* **Task description**
Can you restate the records below word for word?

[start Dataset content]

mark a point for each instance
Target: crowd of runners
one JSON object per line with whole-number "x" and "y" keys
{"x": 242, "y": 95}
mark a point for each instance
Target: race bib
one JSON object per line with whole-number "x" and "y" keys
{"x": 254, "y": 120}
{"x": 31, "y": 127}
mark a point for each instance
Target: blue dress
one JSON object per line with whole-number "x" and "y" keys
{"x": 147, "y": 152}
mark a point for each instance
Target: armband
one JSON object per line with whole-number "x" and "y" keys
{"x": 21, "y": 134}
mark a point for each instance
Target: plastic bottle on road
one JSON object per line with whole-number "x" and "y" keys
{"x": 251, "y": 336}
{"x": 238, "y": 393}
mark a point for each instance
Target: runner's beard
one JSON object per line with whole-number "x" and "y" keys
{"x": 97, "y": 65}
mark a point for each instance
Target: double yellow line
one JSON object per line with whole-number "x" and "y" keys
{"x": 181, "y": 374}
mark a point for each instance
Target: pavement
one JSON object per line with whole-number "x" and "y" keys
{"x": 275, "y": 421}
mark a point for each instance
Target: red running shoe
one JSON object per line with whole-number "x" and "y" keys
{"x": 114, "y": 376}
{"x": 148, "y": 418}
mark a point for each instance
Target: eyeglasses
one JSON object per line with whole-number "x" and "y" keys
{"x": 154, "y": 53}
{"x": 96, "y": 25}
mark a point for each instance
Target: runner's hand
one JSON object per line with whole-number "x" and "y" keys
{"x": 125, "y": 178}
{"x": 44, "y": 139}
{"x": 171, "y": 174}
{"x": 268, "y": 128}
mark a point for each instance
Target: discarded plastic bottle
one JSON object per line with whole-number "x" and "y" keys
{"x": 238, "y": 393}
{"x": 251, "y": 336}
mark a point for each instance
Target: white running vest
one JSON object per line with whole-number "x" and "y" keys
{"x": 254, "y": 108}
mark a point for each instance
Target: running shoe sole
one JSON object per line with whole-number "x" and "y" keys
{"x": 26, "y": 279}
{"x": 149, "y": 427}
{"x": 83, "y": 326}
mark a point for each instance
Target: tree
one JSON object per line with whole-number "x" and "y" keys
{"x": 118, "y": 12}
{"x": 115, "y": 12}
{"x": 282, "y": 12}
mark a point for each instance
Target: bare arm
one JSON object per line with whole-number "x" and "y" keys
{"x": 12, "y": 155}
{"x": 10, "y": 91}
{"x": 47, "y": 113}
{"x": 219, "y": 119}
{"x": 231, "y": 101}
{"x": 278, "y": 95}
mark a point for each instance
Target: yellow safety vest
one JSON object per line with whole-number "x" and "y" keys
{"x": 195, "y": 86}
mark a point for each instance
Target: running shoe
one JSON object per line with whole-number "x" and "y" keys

[end Dataset content]

* **Solution for this exercise**
mark a point for each instance
Target: crowd of runners
one JSON object per line with whole-number "x" and "y" keys
{"x": 242, "y": 95}
mark a point for each instance
Target: race bib
one JSON object per line with whole-number "x" and "y" keys
{"x": 254, "y": 120}
{"x": 31, "y": 127}
mark a point for each instance
Target: blue dress
one JSON object per line with whole-number "x" and "y" keys
{"x": 147, "y": 152}
mark a point for each instance
Target: armband
one JSON object per line with whole-number "x" and "y" keys
{"x": 21, "y": 134}
mark a point for each instance
Target: plastic bottle on road
one JSON object per line with whole-number "x" and "y" keys
{"x": 251, "y": 336}
{"x": 238, "y": 393}
mark a point for each instance
Target: runner's beard
one JSON object per line with whole-number "x" and "y" keys
{"x": 97, "y": 65}
mark a point for each instance
Target: double yellow line
one JSON object per line with whole-number "x" and "y" keys
{"x": 181, "y": 374}
mark a point for each instance
Target: pavement
one JSON object per line with whole-number "x" and "y" keys
{"x": 275, "y": 421}
mark a point for each instance
Target: red running shoe
one JSON object per line with whole-number "x" and "y" keys
{"x": 114, "y": 376}
{"x": 148, "y": 418}
mark a point for each instance
Target: eyeglasses
one JSON object per line with whole-number "x" and "y" keys
{"x": 154, "y": 53}
{"x": 96, "y": 25}
mark a point for each instance
Target: runner's hand
one JSON object per line with whole-number "x" and "y" keys
{"x": 125, "y": 178}
{"x": 44, "y": 139}
{"x": 171, "y": 174}
{"x": 268, "y": 128}
mark a point for each instance
Target: discarded plastic bottle
one JSON object per line with whole-number "x" and "y" keys
{"x": 238, "y": 393}
{"x": 251, "y": 336}
mark a point for each instance
Target: white running vest
one JSON object per line with whole-number "x" and "y" keys
{"x": 254, "y": 108}
mark a point for each instance
Target: running shoe sole
one JSON object per line with whole-number "x" and "y" keys
{"x": 26, "y": 279}
{"x": 149, "y": 427}
{"x": 83, "y": 326}
mark a point for each instance
Target: tree
one JSON object per line with whole-number "x" and "y" keys
{"x": 118, "y": 12}
{"x": 115, "y": 12}
{"x": 282, "y": 12}
mark a point for each instance
Target: bare arm
one JSON object per line with whole-number "x" and "y" keys
{"x": 12, "y": 155}
{"x": 10, "y": 91}
{"x": 47, "y": 113}
{"x": 219, "y": 119}
{"x": 231, "y": 101}
{"x": 278, "y": 95}
mark a point for each instance
Target: yellow safety vest
one JSON object per line with whole-number "x" and "y" keys
{"x": 195, "y": 86}
mark a point for each instance
Target: running shoe
one JSON object per line with whole-number "x" and "y" keys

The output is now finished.